[Source passage]

My final point is about training and culture. The hon. Member for Perth and North Perthshire made a sensible point about MPs’ backgrounds, but I wish to pick up on his slightly prejudicial comment that assumed that everybody on the Government Benches has a privileged background, which is entirely not true. I will not bore him with the fact that I was the first person in my family to go to university, my father was a labourer and we had certainly not had any Members of Parliament in the family before—I just want to challenge the hon. Gentleman’s prejudices—but he made a sensible point: MPs have a very varied set of backgrounds. Some have run their own businesses and employed significant numbers of people. Some, like me, have worked in a business for others, and I have experience of managing teams. Others will come to the House having never managed anybody before in their lives.
Members obviously come to the House at a variety of ages and with a variety of other experiences. We are all then plunged into employing members of staff. As the Chair of the Public Administration and Constitutional Affairs Committee, my hon. Friend Mr Jenkin, said, Members come to the House with the very best of intentions but often do not have the required skills. We therefore need to improve the training on how to employ and manage people and on the expectations that we set. We also need to provide HR support not only proactively, so that Members are better trained and supported, but so that we have somebody to ask questions if there are challenging issues that we are not comfortable dealing with. That would be valuable.
I welcome the recommendation that training should be part of the induction process for new Members. I do not think there is a massive gap between the position of Jo Swinson and that of my hon. Friend the Member for Harwich and North Essex. I think that everybody should go through the training, but the challenge is that we can mandate that everyone goes to a training course and physically turns up at the room, but we cannot mandate that they will listen attentively and change their behaviour after doing so. It seems to me that the people who are least likely to go to the training are probably those most in need of it.
As the hon. Member for East Dunbartonshire said, the challenge is to persuade people that they should go on the training course, listen and change their behaviour. The proposals to which the hon. Lady referred on publicising whether people had been on the training course, so that there is peer pressure and people feel they should go and so that the staff they might wish to hire put pressure on them, are a good idea. Nevertheless, for new MPs, it should be part of the standard set of training that every Member undertakes, so that we set the expectations correctly.
That leads me to the second part of my final point, which is about the culture of this place. I have listened to the debates we have had on this issue over the past few months and thought about my own working career. I was perhaps fortunate to work for two businesses that took management and how they treated their people very seriously. I went on training courses on how to manage people and set expectations and on what was expected. Staff members were empowered to speak up, and it was recognised that speaking up on a whole range of issues—whether how we ran the business or how people behaved—was the right thing to do. That set the right sort of culture, which is not always the case.

[Instructions for the task] Reproduce word for word the part of the speech on training and culture above, starting with "Members obviously come" and going on through "would be valuable.".

[Entries supplied]
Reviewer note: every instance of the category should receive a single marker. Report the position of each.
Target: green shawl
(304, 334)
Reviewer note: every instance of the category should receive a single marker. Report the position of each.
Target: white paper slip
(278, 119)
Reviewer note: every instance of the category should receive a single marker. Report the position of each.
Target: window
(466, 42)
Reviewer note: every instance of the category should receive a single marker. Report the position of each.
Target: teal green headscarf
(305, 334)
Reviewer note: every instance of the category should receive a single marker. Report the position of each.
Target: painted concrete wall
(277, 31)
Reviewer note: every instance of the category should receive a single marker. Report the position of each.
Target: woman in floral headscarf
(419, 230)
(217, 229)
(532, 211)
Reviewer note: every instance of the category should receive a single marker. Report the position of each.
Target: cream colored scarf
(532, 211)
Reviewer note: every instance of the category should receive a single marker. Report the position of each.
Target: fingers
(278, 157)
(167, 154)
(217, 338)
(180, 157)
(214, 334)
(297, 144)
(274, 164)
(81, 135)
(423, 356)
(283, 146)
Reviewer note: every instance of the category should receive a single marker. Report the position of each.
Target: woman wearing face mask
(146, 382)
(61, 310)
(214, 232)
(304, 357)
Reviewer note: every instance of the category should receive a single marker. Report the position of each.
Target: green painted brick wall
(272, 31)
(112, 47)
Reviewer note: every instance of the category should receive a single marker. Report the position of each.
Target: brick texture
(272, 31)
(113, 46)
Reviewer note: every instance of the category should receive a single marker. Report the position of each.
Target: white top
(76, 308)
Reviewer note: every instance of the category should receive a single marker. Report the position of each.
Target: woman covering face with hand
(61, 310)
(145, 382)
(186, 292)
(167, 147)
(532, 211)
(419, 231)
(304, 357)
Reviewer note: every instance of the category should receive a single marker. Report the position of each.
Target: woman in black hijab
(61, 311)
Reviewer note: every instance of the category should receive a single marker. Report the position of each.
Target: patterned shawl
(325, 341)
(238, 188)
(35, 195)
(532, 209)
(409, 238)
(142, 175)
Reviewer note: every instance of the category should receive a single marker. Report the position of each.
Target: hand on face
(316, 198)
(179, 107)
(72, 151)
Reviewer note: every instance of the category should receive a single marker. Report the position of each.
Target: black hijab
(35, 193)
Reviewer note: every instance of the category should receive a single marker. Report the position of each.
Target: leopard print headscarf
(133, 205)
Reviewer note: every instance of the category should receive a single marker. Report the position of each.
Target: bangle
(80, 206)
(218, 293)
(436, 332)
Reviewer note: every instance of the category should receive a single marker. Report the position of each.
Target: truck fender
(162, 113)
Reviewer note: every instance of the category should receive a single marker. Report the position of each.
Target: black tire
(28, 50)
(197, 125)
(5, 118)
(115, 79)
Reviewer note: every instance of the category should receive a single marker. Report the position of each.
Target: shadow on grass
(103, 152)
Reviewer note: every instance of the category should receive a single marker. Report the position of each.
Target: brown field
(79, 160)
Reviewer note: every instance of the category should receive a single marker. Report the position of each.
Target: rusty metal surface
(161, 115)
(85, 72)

[Completed exercise]
Members obviously come to the House at a variety of ages and with a variety of other experiences. We are all then plunged into employing members of staff. As the Chair of the Public Administration and Constitutional Affairs Committee, my hon. Friend Mr Jenkin, said, Members come to the House with the very best of intentions but often do not have the required skills. We therefore need to improve the training on how to employ and manage people and on the expectations that we set. We also need to provide HR support not only proactively, so that Members are better trained and supported, but so that we have somebody to ask questions if there are challenging issues that we are not comfortable dealing with. That would be valuable.